Task to carry out: Swap "Target" for "Object" throughout the material below and write the lines out again, leaving everything else unchanged.

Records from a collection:
Begin

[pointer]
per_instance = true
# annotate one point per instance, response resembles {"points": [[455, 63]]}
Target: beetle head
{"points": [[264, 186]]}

End

Complete answer:
[pointer]
per_instance = true
# annotate one point per instance, response resembles {"points": [[455, 63]]}
Object: beetle head
{"points": [[264, 186]]}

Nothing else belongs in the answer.